Exercise inputs »
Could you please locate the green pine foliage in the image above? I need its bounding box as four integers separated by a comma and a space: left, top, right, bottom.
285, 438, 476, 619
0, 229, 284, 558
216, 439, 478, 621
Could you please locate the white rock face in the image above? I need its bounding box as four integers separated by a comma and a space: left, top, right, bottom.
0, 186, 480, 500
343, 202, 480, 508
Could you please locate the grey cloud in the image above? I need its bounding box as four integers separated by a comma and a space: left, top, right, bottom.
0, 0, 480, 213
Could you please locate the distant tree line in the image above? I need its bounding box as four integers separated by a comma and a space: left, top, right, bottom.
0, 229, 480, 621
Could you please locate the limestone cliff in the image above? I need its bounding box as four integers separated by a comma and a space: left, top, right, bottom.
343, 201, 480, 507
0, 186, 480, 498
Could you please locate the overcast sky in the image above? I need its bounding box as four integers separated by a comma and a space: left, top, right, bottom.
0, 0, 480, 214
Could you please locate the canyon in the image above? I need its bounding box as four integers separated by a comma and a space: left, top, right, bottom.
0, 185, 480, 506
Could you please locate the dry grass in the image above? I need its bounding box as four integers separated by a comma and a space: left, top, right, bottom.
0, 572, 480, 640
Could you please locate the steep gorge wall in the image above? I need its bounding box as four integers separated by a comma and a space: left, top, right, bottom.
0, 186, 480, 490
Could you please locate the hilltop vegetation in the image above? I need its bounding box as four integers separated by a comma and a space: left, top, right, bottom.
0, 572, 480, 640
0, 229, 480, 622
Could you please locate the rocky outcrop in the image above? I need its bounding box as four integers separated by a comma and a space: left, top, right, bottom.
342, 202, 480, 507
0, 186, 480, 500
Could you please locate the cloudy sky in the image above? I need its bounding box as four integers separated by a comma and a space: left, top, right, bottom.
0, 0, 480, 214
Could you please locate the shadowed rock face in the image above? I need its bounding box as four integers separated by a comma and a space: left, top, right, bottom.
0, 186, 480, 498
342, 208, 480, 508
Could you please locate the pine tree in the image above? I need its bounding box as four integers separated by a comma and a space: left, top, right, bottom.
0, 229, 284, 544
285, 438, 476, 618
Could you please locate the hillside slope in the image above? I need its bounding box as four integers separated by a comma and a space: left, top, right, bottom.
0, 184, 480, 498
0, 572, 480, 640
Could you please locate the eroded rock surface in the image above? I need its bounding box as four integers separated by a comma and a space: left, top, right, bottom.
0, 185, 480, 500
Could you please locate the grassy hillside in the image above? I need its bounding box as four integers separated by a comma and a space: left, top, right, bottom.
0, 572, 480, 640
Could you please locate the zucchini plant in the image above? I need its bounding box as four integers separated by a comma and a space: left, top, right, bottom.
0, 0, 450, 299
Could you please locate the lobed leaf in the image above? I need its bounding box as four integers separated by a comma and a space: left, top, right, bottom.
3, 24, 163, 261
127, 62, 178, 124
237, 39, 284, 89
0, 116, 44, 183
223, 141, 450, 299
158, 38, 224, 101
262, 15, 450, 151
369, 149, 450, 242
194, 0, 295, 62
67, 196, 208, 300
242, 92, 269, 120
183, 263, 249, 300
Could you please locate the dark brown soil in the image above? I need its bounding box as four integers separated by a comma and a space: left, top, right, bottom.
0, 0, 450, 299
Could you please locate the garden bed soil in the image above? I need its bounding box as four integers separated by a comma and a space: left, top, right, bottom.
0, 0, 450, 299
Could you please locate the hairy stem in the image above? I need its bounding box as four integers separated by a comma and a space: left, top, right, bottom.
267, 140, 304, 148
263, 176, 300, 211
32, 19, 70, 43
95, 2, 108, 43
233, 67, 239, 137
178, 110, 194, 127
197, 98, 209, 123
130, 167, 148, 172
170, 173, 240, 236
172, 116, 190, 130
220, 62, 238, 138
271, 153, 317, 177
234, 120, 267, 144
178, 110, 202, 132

Task goal » Present every line from the beginning of the entries through the line containing "343, 202, 480, 508", that line included, as a Markdown table with a Row column numbering each line and a Line column holding its text. Omit any blank lines.

Task result »
| Row | Line |
|---|---|
| 1 | Could you please locate the green pine foliage in the image above? I need its bounding box as four integers separated by a comma and a space: left, top, right, bottom. |
| 2 | 285, 438, 476, 619 |
| 3 | 0, 229, 284, 558 |
| 4 | 216, 439, 478, 621 |
| 5 | Could you please locate the white rock face in the image above? I need its bounding box as four integers separated by a comma and a space: left, top, right, bottom. |
| 6 | 0, 186, 480, 500 |
| 7 | 343, 202, 480, 508 |